What the exercise asks: Extract each line of the listing below that contains the word "display". Case matters.

Source material:
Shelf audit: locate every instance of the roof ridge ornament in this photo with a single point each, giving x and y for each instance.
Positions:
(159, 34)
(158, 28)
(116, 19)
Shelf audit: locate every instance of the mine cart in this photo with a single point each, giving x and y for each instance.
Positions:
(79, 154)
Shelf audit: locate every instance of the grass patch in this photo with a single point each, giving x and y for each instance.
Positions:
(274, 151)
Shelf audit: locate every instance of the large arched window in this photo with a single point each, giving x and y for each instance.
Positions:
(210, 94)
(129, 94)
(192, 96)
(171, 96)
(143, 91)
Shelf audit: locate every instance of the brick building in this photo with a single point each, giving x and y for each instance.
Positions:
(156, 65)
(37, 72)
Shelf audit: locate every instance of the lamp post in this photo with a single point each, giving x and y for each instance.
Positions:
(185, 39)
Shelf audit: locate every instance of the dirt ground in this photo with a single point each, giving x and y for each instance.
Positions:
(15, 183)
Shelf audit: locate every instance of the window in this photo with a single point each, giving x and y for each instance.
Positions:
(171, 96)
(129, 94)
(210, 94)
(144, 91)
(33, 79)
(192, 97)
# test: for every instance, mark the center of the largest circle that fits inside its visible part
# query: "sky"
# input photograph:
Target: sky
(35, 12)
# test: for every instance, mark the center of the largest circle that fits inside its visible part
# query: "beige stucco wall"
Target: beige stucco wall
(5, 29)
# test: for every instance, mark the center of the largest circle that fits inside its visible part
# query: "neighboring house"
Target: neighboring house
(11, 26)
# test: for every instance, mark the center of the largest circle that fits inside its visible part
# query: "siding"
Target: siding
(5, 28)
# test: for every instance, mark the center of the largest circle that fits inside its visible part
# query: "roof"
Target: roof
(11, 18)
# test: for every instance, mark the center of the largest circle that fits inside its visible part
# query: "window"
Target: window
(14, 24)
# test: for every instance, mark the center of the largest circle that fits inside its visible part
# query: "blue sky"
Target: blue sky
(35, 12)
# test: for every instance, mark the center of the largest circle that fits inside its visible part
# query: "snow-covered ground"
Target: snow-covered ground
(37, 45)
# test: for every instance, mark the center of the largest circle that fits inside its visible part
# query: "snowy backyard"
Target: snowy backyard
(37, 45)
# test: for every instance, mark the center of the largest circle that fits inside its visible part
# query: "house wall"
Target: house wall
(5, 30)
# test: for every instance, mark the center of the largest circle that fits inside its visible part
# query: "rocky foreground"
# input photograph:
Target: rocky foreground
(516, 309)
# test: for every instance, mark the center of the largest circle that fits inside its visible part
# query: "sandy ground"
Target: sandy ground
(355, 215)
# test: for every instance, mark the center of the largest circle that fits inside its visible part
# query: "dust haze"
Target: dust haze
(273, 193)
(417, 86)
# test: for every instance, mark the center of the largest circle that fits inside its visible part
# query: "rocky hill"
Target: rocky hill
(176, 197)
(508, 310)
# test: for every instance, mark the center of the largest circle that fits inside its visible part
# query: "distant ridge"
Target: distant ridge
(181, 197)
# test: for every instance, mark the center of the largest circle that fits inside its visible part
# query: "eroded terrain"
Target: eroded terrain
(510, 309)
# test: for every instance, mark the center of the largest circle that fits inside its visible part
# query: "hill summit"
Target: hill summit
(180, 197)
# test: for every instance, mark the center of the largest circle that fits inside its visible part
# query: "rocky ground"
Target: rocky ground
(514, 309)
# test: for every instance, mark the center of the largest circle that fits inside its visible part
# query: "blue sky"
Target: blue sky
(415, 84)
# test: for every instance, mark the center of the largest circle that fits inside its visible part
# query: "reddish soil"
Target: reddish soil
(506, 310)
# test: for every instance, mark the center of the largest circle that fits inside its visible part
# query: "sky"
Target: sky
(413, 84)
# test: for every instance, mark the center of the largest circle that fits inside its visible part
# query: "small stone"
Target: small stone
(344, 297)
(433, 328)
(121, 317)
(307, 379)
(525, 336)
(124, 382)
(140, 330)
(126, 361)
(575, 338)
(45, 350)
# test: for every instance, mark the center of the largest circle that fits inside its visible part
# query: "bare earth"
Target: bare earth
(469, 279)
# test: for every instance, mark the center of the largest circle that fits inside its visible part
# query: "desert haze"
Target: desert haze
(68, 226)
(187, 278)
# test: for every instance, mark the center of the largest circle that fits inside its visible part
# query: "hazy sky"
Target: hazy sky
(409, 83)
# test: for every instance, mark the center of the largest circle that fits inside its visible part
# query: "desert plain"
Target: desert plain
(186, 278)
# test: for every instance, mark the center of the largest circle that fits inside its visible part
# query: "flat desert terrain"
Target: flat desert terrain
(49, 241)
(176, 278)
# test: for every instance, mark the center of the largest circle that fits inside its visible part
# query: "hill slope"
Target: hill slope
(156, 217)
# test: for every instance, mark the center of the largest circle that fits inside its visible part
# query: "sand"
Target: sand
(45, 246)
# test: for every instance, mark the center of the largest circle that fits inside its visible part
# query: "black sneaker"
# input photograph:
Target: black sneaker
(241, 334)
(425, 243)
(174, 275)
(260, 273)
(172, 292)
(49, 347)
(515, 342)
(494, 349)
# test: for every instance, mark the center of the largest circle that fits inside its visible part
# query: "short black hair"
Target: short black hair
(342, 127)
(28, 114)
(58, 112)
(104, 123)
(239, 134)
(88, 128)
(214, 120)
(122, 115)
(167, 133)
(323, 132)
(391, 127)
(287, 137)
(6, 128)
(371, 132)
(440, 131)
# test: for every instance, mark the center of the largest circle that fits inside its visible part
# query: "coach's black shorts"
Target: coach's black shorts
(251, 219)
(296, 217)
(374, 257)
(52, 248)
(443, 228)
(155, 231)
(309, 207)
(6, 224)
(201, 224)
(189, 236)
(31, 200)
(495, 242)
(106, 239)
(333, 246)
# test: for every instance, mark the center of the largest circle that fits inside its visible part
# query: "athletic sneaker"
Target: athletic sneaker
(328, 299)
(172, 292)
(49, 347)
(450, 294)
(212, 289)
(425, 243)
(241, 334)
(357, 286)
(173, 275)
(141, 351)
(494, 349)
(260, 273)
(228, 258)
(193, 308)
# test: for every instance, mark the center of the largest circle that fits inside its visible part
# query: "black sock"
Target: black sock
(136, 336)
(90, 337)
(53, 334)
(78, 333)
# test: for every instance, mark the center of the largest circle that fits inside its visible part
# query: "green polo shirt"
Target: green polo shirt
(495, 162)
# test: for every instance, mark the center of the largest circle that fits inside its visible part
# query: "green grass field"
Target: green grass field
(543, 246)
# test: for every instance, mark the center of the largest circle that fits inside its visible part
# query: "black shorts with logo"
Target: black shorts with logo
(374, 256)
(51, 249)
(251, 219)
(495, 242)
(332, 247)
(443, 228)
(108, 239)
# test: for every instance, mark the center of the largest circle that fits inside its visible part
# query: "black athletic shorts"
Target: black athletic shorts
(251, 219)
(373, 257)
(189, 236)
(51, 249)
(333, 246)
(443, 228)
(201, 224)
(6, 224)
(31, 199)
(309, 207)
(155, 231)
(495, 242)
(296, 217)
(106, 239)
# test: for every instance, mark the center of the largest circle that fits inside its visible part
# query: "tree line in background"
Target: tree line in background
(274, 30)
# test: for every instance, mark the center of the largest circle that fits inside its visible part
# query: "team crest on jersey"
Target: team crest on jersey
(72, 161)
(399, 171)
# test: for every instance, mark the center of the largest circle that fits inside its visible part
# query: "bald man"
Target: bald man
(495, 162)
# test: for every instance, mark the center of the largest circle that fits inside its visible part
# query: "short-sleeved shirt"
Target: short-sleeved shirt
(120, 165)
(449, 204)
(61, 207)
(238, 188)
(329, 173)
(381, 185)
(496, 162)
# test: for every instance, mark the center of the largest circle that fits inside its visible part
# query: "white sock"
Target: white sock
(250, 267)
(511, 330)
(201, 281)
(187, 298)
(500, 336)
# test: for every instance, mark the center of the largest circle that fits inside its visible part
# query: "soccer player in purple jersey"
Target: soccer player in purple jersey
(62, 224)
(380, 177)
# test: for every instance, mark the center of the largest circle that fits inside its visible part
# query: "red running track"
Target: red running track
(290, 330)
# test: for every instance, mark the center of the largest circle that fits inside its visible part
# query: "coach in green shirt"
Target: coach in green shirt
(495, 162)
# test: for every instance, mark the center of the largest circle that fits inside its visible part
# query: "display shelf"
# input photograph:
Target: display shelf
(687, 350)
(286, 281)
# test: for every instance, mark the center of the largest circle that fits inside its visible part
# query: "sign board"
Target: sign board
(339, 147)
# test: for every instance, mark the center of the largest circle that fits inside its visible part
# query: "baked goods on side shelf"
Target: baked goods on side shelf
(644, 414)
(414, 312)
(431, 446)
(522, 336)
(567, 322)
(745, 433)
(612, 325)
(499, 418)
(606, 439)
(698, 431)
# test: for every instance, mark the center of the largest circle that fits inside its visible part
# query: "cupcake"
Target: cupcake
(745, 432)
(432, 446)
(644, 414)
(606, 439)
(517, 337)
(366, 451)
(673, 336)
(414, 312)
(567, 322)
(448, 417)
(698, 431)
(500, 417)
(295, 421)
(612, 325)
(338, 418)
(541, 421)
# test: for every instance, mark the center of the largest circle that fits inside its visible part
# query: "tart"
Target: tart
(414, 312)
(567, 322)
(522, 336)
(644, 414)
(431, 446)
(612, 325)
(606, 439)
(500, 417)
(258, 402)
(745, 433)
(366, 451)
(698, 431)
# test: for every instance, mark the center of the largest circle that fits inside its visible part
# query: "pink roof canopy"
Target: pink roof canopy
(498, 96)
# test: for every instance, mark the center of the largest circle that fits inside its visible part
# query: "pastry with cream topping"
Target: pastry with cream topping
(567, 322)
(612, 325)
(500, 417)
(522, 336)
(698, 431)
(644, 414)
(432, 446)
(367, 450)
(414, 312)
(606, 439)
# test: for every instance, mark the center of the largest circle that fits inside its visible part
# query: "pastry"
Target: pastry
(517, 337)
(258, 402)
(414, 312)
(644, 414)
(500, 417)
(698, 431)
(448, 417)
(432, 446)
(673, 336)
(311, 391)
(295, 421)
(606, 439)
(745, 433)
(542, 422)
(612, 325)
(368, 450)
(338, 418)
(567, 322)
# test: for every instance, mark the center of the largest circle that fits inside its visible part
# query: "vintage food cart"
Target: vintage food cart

Solution to this task:
# query: "display shelf"
Target: display shelf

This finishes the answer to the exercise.